◆ Goal 1
List every heading in the ELSS fund guide, one per line.
◆ Goal 2
Reproduce the ELSS fund guide word for word between "Compare the fund’s" and "fund managers' decisions.", inclusive.
◆ Goal 3
Pick up the ELSS fund guide after its final sentence and keep writing in the same vein.
** BEGIN Document segment **
Who Should You Invest in the ELSS Mutual Funds?

Any individual or HUF looking to save up to Rs 46,800 a year on taxes can consider investing in ELSS. However, these funds are suitable only for those who are willing to take some risk towards their investments and can stay invested for at least the mandatory lock-in period of three years.

Investors are advised to stay invested for at least five years to reap mutual funds' best returns. Five years is a reasonable time. Doing so will give your investments the much-needed time to experience market cycles and provide excellent returns in the long run.

Young investors can invest with a long-term horizon in the initial years of their professional careers. ELSS is best suited for young investors as they have time on their side to unleash the power of compounding to the fullest and enjoy high returns while saving on taxes of up to Rs 46,800 a year.

How to Evaluate the Best ELSS Mutual Funds

Fund Returns:

Compare the fund’s performance with the underlying index to ensure that the fund has been consistent over the past years. Based on these parameters, you can invest in the recommended funds. However, remember that the past performance is not indicative of future returns. Future returns are dependent entirely on market movements and fund managers' decisions.
** END Document segment **
** BEGIN Extracted entries **
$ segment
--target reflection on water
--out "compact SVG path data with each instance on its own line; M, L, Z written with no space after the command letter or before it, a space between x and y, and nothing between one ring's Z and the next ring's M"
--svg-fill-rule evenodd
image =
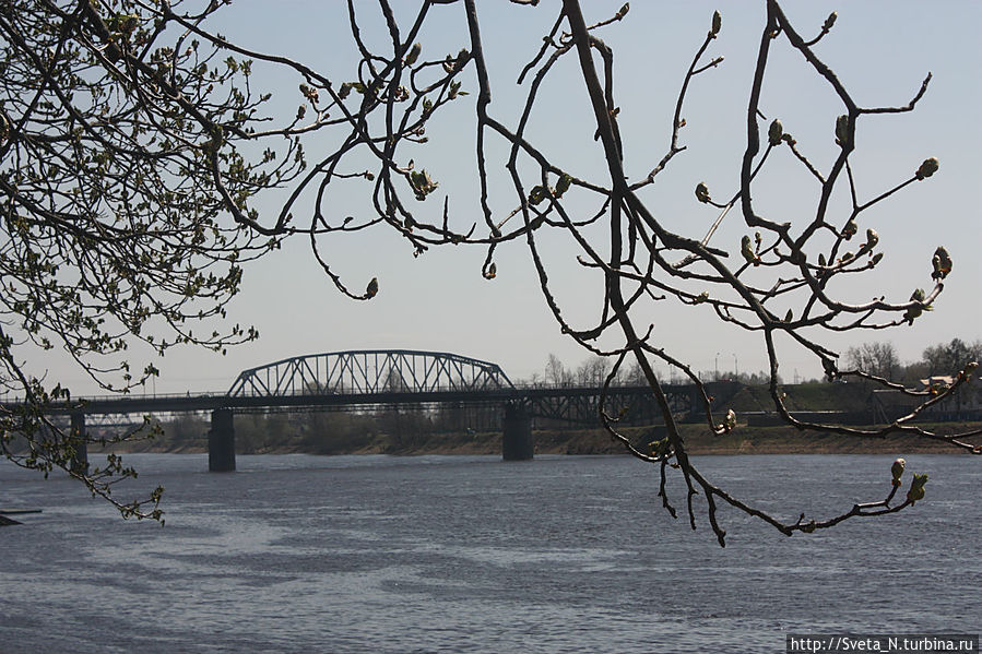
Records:
M167 488L163 528L0 464L0 503L45 510L0 532L0 652L777 652L785 632L982 623L970 456L908 456L931 474L925 502L828 533L722 510L725 549L701 514L696 533L665 514L653 469L626 457L130 460ZM820 518L882 499L890 461L702 465Z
** END Extracted entries **
◆ Output 1
Who Should You Invest in the ELSS Mutual Funds?
How to Evaluate the Best ELSS Mutual Funds
Fund Returns:

◆ Output 2
Compare the fund’s performance with the underlying index to ensure that the fund has been consistent over the past years. Based on these parameters, you can invest in the recommended funds. However, remember that the past performance is not indicative of future returns. Future returns are dependent entirely on market movements and fund managers' decisions.

◆ Output 3
Fund History:

Consider the fund houses that have consistently generated additional Alpha, say 5 years to 10 years. A fund’s performance is reflected in the quality of stocks in its portfolio and the investment style.

Expense Ratio:

The expense ratio depicts how much of your investment goes towards managing the fund. A lower expense ratio translates into higher take-home returns. Therefore, if two funds have similar track records and asset allocation, you must choose the one with a lower expense ratio.

Financial Ratios:

Consider parameters such as Standard Deviation, Sharpe ratio, Sortino ratio, Alpha, and Beta to analyse a fund's performance. A fund with a higher standard deviation and beta is riskier than one with a lower deviation and beta. Choose funds with a higher Sharpe Ratio as they offer higher returns for the additional risk you take. The fund manager plays a crucial role in managing the investments.

Advantages of Investing in ELSS Funds

The dual benefit of tax rebate and wealth growth:

ELSS is the only investment option that provides tax deductions under Section 80C of the Income Tax Act of 1961 and helps grow wealth. The equity exposure of the ELSS funds allows you to earn excellent returns on staying invested for at least five years.

Shortest lock-in period among Section 80C options:

ELSS mutual funds have a lock-in period of three years, which is the shortest among all tax-saving investment options under Section 80C of the Income Tax Act of 1961. Therefore, ELSS mutual funds are more liquid than any other Section 80C investment.

Potential to earn inflation-beating returns:

ELSS mutual funds are the only Section 80C investment option with the potential to offer inflation-beating returns. This is what makes ELSS stand out among all tax-saving investment options.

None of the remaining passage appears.